--- Text passage ---

In a new report out today, Moody’s said challengers are likely to use securitisation to compete for a bigger share of the UK mortgage market.

“Increasing competition in the mortgage market driven by the return of the incumbent banks and the gradual maturity of the Bank of England’s Funding for Lending Scheme will add pressure on the banking sector's net interest margins. As a result, lenders with a small deposit base or growing at a very fast rate, such as some challenger banks, could consider alternative funding options, such as securitisation, to fund new loan origination,” said Annabel Schaafsma, a managing director at Moody’s.

But Ian Gordon, head of banks research at Investec, told CityAM that while “we might see” additional use of securitisation by the challengers, alternative funding would be “incrementally helpful” and was “not likely to be transformational”.

In the report, Moody’s cited figures on market share of mortgage lending in 2014, showing that Lloyds was the industry leader, controlling 24 per cent of the market share, followed by Santander UK with 13 per cent, Nationwide with 12 per cent, and Barclays and Royal Bank of Scotland (RBS) with 10 and eight per cent, respectively.

Secure Trust Bank chief executive Paul Lynam, who chairs the British Bankers Association (BBA) challenger banks panel, told CityAM the data “easily” shows why chancellor George Osborne has “previously referred to UK banking as an oligopoly” and that while alternative funding would help challengers, they will only be able to fairly compete if the government implements major reforms.

“Oligopolies thrive due to high barriers to entry,” Lynam said. “In the mortgage market these barriers are the disproportionately higher capital requirements and funding costs faced by the challenger and smaller banks.”

“If via initiatives like the CMA review, government creates a truly level competitive playing field, those equitable conditions and the increasing access to the securitisation market will help the challenger banks to compete more effectively with those referred to by Osborne as oligopolists,” Lynam added.

---

§ Prompt 1
Convert the listing's stretch from the line containing "One point belongs to every instance of the wispy" through the end of the listing into a Markdown table with columns Row and Line, skipping blank lines. Don't include the pictures.

--- Recorded information ---

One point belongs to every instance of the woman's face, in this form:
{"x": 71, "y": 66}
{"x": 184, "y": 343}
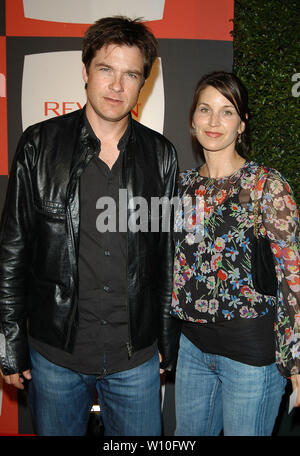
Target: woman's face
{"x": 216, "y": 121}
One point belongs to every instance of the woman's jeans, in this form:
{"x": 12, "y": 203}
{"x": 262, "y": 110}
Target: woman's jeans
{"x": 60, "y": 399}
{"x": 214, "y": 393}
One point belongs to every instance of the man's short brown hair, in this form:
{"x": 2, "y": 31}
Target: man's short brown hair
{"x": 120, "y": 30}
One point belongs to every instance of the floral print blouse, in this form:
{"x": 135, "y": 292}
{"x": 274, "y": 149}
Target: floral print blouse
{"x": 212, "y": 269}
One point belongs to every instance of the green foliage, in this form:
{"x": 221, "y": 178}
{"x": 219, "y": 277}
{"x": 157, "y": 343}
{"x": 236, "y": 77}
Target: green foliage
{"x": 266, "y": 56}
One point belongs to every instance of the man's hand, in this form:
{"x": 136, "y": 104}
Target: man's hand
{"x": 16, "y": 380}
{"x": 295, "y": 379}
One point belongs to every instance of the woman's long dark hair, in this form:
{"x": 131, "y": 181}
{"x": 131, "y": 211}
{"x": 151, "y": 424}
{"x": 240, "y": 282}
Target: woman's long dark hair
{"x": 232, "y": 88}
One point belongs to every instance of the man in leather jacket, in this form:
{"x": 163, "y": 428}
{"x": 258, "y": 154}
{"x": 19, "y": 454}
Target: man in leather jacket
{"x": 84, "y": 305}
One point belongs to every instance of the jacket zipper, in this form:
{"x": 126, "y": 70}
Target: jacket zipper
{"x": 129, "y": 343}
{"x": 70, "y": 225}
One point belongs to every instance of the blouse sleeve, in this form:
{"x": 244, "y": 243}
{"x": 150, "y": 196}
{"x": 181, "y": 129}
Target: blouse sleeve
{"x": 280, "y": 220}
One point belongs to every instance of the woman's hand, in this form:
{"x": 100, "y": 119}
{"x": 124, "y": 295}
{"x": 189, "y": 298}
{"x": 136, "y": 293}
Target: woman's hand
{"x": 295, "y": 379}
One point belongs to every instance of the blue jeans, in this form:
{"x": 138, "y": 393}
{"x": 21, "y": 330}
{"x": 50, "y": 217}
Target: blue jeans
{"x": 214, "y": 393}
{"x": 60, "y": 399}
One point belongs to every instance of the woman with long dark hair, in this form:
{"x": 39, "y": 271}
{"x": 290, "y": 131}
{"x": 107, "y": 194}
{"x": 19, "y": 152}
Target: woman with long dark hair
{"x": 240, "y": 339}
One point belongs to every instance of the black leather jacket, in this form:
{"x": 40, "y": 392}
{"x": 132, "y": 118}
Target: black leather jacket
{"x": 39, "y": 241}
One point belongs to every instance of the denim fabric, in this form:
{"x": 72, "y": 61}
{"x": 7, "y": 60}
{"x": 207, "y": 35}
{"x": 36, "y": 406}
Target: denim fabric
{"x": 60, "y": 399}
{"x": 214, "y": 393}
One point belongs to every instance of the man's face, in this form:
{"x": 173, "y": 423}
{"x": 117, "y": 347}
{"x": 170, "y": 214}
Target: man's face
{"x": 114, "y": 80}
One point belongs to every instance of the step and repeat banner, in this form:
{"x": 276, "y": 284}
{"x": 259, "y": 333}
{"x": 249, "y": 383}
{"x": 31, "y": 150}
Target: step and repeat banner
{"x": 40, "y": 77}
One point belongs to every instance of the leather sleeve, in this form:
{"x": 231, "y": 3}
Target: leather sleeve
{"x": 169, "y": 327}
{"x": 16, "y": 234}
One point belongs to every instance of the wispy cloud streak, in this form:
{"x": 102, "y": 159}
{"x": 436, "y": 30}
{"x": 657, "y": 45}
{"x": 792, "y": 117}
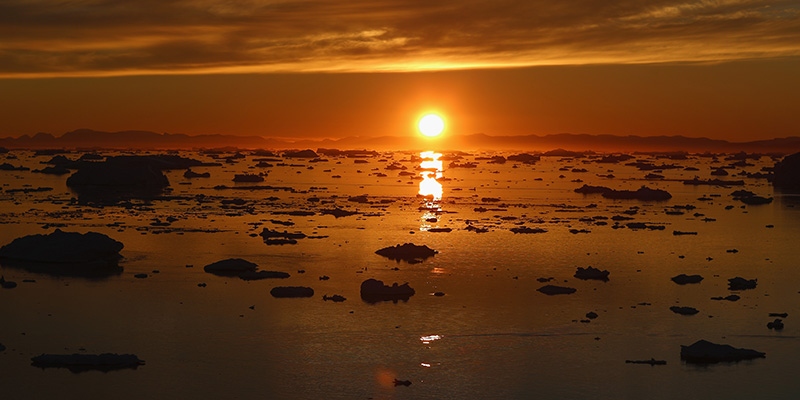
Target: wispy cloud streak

---

§ Prompt 2
From the article on challenger banks and the UK mortgage market, reproduce word for word the stretch from "In the report, Moody’s" through "per cent, respectively.".

§ Right answer 1
| Row | Line |
|---|---|
| 1 | One point belongs to every instance of the wispy cloud streak, in this form: |
| 2 | {"x": 102, "y": 159} |
| 3 | {"x": 436, "y": 30} |
| 4 | {"x": 657, "y": 45} |
| 5 | {"x": 792, "y": 117} |
| 6 | Target: wispy cloud streak |

§ Right answer 2
In the report, Moody’s cited figures on market share of mortgage lending in 2014, showing that Lloyds was the industry leader, controlling 24 per cent of the market share, followed by Santander UK with 13 per cent, Nationwide with 12 per cent, and Barclays and Royal Bank of Scotland (RBS) with 10 and eight per cent, respectively.